#### [Work required]
Rewrite every line of the records below as a numbered list, skipping blank lines and leaving out the pictures.

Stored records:
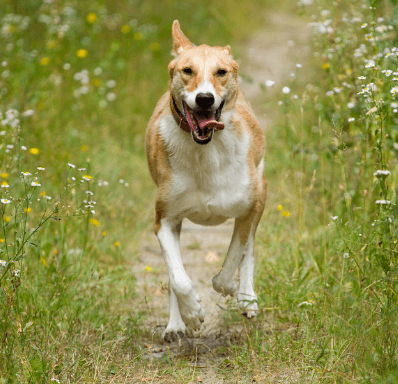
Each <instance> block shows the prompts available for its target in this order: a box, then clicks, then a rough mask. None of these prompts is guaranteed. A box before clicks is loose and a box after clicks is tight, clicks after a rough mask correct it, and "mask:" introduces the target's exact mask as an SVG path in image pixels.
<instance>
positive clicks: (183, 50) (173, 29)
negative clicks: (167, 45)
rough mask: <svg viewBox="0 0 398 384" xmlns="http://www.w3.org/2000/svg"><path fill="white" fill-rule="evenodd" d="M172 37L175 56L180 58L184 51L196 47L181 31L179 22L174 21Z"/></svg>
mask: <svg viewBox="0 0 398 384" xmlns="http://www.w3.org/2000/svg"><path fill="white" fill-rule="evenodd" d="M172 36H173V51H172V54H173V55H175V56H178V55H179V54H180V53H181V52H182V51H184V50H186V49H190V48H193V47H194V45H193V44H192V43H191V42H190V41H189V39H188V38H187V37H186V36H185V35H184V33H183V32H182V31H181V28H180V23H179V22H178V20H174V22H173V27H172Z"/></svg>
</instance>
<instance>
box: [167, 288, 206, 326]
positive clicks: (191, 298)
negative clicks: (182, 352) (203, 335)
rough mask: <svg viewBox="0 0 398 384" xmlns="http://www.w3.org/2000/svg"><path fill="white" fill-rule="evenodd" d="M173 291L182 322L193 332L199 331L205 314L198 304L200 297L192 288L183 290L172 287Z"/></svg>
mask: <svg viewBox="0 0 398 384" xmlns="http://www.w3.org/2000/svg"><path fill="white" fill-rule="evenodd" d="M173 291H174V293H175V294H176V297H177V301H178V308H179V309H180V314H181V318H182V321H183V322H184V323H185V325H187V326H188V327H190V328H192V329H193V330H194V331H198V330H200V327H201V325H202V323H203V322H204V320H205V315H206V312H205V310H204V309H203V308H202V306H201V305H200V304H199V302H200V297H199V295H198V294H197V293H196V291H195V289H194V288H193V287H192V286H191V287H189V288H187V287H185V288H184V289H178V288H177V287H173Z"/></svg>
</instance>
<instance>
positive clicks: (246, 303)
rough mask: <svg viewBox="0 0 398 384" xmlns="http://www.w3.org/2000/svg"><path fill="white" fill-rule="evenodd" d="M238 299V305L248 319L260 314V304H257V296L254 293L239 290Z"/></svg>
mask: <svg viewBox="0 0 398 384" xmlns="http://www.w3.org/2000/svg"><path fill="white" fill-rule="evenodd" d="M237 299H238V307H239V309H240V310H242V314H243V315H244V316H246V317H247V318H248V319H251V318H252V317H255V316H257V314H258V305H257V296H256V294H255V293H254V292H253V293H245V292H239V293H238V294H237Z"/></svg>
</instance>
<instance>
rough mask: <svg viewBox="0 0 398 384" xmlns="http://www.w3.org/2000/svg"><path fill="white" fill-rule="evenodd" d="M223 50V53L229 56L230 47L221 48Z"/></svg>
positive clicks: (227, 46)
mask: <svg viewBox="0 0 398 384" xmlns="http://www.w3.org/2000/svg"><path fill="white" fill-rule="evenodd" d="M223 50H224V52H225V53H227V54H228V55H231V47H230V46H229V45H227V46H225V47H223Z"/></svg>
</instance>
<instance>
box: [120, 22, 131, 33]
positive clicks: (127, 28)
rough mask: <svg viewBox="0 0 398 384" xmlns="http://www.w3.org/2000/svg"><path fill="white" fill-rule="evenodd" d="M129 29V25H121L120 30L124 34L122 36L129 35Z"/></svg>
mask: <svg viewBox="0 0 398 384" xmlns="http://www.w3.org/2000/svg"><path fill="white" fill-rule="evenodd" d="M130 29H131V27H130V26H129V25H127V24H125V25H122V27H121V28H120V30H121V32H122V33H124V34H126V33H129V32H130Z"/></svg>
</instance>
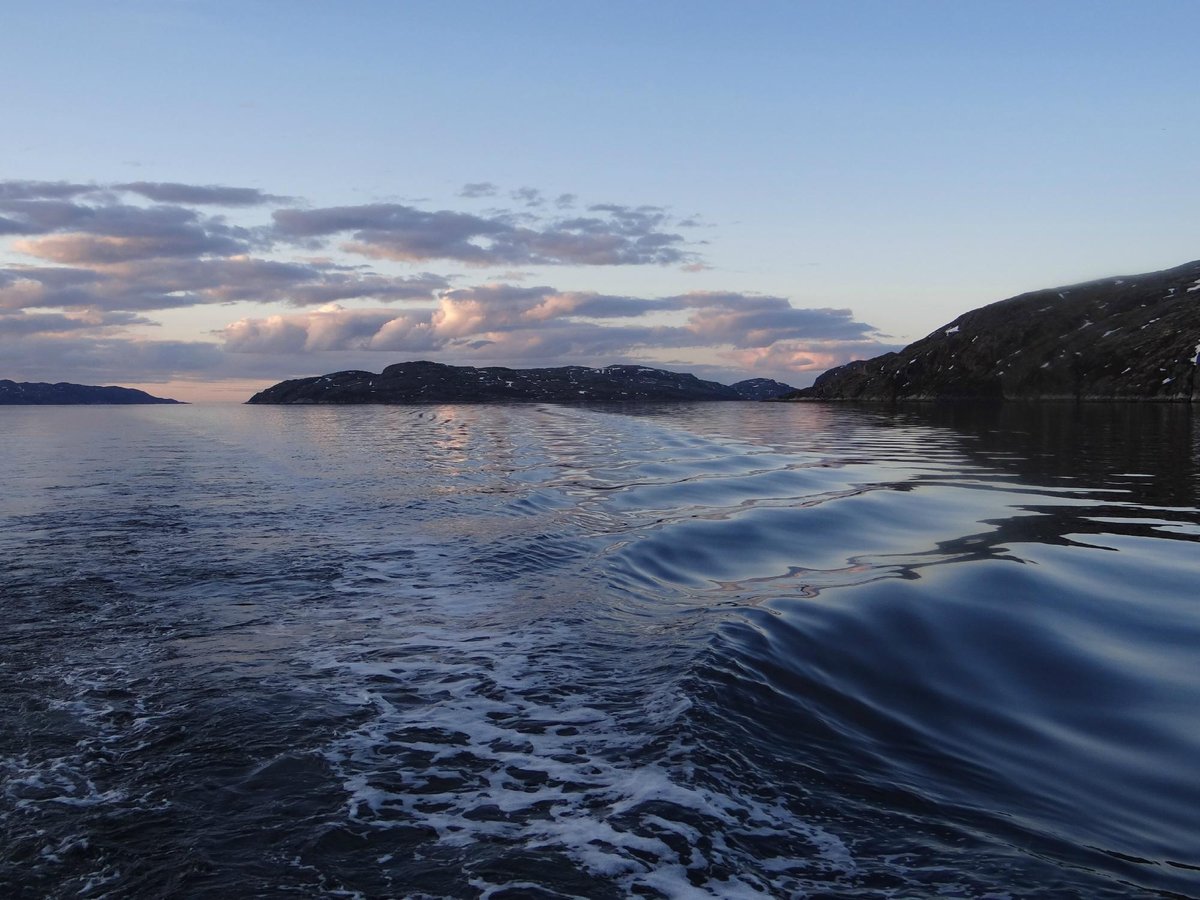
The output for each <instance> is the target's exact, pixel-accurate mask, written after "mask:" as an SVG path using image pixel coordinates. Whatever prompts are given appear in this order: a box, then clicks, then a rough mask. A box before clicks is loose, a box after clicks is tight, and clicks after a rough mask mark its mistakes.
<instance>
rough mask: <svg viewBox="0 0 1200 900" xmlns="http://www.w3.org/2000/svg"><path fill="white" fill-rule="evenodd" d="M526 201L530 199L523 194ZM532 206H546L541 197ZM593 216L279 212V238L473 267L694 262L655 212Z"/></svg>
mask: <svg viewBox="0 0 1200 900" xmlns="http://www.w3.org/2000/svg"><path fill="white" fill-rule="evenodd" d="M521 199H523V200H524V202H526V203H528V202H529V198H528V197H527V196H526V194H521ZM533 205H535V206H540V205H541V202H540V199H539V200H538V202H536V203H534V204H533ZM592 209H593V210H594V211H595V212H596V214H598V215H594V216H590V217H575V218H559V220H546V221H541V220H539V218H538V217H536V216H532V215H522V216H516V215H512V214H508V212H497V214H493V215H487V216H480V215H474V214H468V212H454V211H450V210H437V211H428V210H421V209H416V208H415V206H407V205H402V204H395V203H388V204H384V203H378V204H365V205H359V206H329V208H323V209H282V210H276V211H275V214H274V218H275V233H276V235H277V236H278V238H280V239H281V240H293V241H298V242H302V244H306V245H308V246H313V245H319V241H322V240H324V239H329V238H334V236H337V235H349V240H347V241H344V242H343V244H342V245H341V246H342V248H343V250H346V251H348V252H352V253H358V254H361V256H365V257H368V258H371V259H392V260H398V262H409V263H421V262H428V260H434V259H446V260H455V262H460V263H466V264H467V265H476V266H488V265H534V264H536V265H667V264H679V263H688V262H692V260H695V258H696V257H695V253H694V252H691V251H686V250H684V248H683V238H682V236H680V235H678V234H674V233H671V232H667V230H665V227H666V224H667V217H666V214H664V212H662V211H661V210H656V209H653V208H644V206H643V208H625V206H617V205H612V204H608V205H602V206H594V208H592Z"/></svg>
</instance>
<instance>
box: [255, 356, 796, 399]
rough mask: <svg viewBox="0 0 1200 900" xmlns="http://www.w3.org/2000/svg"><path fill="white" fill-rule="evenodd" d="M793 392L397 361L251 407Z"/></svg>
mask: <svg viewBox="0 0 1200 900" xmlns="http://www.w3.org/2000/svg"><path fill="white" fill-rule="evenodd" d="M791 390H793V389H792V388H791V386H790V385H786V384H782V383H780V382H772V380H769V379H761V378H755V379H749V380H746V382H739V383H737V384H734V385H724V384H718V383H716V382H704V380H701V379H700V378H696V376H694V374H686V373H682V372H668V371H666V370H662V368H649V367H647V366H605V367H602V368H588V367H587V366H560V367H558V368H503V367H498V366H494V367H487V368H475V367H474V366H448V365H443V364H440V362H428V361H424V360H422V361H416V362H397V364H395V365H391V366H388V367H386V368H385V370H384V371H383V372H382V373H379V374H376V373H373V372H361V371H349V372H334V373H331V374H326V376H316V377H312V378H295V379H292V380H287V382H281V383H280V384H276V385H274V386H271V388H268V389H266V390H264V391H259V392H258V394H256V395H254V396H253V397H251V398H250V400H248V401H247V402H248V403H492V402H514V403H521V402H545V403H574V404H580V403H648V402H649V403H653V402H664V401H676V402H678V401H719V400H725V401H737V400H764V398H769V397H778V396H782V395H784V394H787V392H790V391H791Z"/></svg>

#### [Answer to this task]
1. Each <instance> block shows the prompts available for its target in this order: a box, then clicks, then a rough mask. None of these prompts is guaranteed. A box before clicks is loose and a box after clicks is tight, clicks after a rough mask correct it, and "mask:" introduces the target's exact mask as an SVG path in image pixels.
2. <instance>
3. positive clicks: (183, 50) (173, 29)
4. negative clicks: (167, 45)
5. rough mask: <svg viewBox="0 0 398 384" xmlns="http://www.w3.org/2000/svg"><path fill="white" fill-rule="evenodd" d="M172 37L175 56L180 58L184 51L196 47L181 31L179 22L174 21Z"/></svg>
6. mask: <svg viewBox="0 0 398 384" xmlns="http://www.w3.org/2000/svg"><path fill="white" fill-rule="evenodd" d="M172 36H173V51H172V54H173V55H175V56H178V55H179V54H180V53H181V52H182V51H184V50H186V49H190V48H193V47H194V45H193V44H192V43H191V42H190V41H189V39H188V38H187V37H186V36H185V35H184V33H183V32H182V31H181V28H180V23H179V22H178V20H174V22H173V27H172Z"/></svg>
7. </instance>
8. <instance>
9. box: [167, 288, 206, 326]
10. positive clicks: (191, 298)
11. negative clicks: (182, 352) (203, 335)
12. rough mask: <svg viewBox="0 0 398 384" xmlns="http://www.w3.org/2000/svg"><path fill="white" fill-rule="evenodd" d="M173 291L182 322L193 332L199 331L205 314L198 304L200 297L192 288L183 290L172 287Z"/></svg>
13. mask: <svg viewBox="0 0 398 384" xmlns="http://www.w3.org/2000/svg"><path fill="white" fill-rule="evenodd" d="M173 291H174V293H175V294H176V297H177V301H178V308H179V309H180V314H181V318H182V321H183V322H184V323H185V325H187V326H188V327H190V328H192V329H193V330H194V331H198V330H200V327H201V325H202V323H203V322H204V320H205V315H206V312H205V310H204V309H203V308H202V306H201V305H200V304H199V302H200V297H199V295H198V294H197V293H196V291H195V289H194V288H193V287H192V286H191V287H189V288H187V287H185V288H184V289H178V288H177V287H173Z"/></svg>
14. </instance>
15. <instance>
16. positive clicks: (246, 303)
17. rough mask: <svg viewBox="0 0 398 384" xmlns="http://www.w3.org/2000/svg"><path fill="white" fill-rule="evenodd" d="M238 299V305L248 319L260 314V304H257V296L254 293L239 290Z"/></svg>
18. mask: <svg viewBox="0 0 398 384" xmlns="http://www.w3.org/2000/svg"><path fill="white" fill-rule="evenodd" d="M237 299H238V307H239V309H240V310H242V314H243V315H244V316H246V317H247V318H248V319H251V318H252V317H255V316H257V314H258V305H257V296H256V294H255V293H254V292H253V293H245V292H239V293H238V294H237Z"/></svg>
19. </instance>
20. <instance>
21. rough mask: <svg viewBox="0 0 398 384" xmlns="http://www.w3.org/2000/svg"><path fill="white" fill-rule="evenodd" d="M223 50V53L229 56L230 47L221 48Z"/></svg>
22. positive clicks: (227, 46)
23. mask: <svg viewBox="0 0 398 384" xmlns="http://www.w3.org/2000/svg"><path fill="white" fill-rule="evenodd" d="M223 50H224V52H225V53H227V54H228V55H231V47H230V46H229V45H227V46H225V47H223Z"/></svg>
24. </instance>
25. <instance>
26. box: [120, 22, 131, 33]
27. positive clicks: (127, 28)
28. rough mask: <svg viewBox="0 0 398 384" xmlns="http://www.w3.org/2000/svg"><path fill="white" fill-rule="evenodd" d="M129 29V25H121L120 30L124 34L122 36L129 35Z"/></svg>
29. mask: <svg viewBox="0 0 398 384" xmlns="http://www.w3.org/2000/svg"><path fill="white" fill-rule="evenodd" d="M130 29H131V27H130V26H129V25H127V24H125V25H122V27H121V28H120V30H121V32H122V33H124V34H126V33H129V32H130Z"/></svg>
30. </instance>
31. The output for each <instance> is the target's exact, pixel-accurate mask, written after "mask:" as an SVG path using image pixel coordinates. Whatever prompts are given appear in this order: a box, then clicks, then a rough mask. A box before clicks is loose, a box after clicks is tight, and clicks after a rough mask mark its mistakes.
32. <instance>
33. rough mask: <svg viewBox="0 0 1200 900" xmlns="http://www.w3.org/2000/svg"><path fill="white" fill-rule="evenodd" d="M526 201L530 199L523 194ZM532 206H546L541 197ZM593 216L279 212V238L473 267L694 262L655 212Z"/></svg>
34. mask: <svg viewBox="0 0 1200 900" xmlns="http://www.w3.org/2000/svg"><path fill="white" fill-rule="evenodd" d="M521 199H523V200H524V202H526V203H528V202H529V198H528V197H527V196H526V194H521ZM533 205H535V206H540V205H541V202H540V199H539V200H538V202H536V203H534V204H533ZM592 209H593V210H594V211H595V212H596V214H598V215H594V216H590V217H575V218H559V220H546V221H541V220H539V218H538V217H536V216H532V215H522V216H516V215H512V214H508V212H497V214H493V215H487V216H480V215H474V214H468V212H454V211H450V210H437V211H428V210H421V209H416V208H415V206H407V205H402V204H395V203H388V204H384V203H378V204H365V205H359V206H329V208H323V209H282V210H276V211H275V214H274V218H275V233H276V235H277V236H278V238H280V239H281V240H293V241H298V242H302V244H306V245H308V246H313V245H319V241H322V240H324V239H329V238H334V236H337V235H349V240H347V241H344V242H343V244H342V245H341V246H342V248H343V250H346V251H348V252H352V253H358V254H361V256H365V257H368V258H371V259H392V260H398V262H409V263H421V262H428V260H434V259H446V260H455V262H460V263H466V264H467V265H476V266H488V265H534V264H536V265H667V264H679V263H688V262H692V260H695V258H696V257H695V253H694V252H691V251H686V250H684V248H683V238H682V236H680V235H678V234H674V233H671V232H667V230H665V227H666V224H667V217H666V214H664V212H662V211H661V210H656V209H653V208H644V206H643V208H625V206H617V205H612V204H608V205H602V206H594V208H592Z"/></svg>
35. </instance>
36. <instance>
37. box: [255, 356, 796, 399]
38. rough mask: <svg viewBox="0 0 1200 900" xmlns="http://www.w3.org/2000/svg"><path fill="white" fill-rule="evenodd" d="M793 392L397 361L251 407Z"/></svg>
39. mask: <svg viewBox="0 0 1200 900" xmlns="http://www.w3.org/2000/svg"><path fill="white" fill-rule="evenodd" d="M791 390H793V389H792V388H791V386H790V385H786V384H782V383H780V382H772V380H769V379H761V378H755V379H749V380H746V382H739V383H737V384H734V385H724V384H718V383H716V382H704V380H701V379H700V378H696V376H694V374H686V373H682V372H668V371H666V370H662V368H649V367H647V366H605V367H602V368H588V367H587V366H560V367H558V368H503V367H498V366H494V367H487V368H475V367H474V366H448V365H443V364H440V362H428V361H424V360H422V361H416V362H397V364H395V365H391V366H388V367H386V368H385V370H384V371H383V372H382V373H379V374H376V373H373V372H361V371H349V372H334V373H331V374H326V376H316V377H312V378H295V379H292V380H287V382H281V383H280V384H276V385H274V386H271V388H268V389H266V390H264V391H259V392H258V394H256V395H254V396H253V397H251V398H250V400H248V401H247V402H248V403H492V402H514V403H521V402H545V403H574V404H580V403H648V402H649V403H653V402H664V401H676V402H678V401H719V400H725V401H737V400H764V398H769V397H778V396H782V395H784V394H787V392H790V391H791Z"/></svg>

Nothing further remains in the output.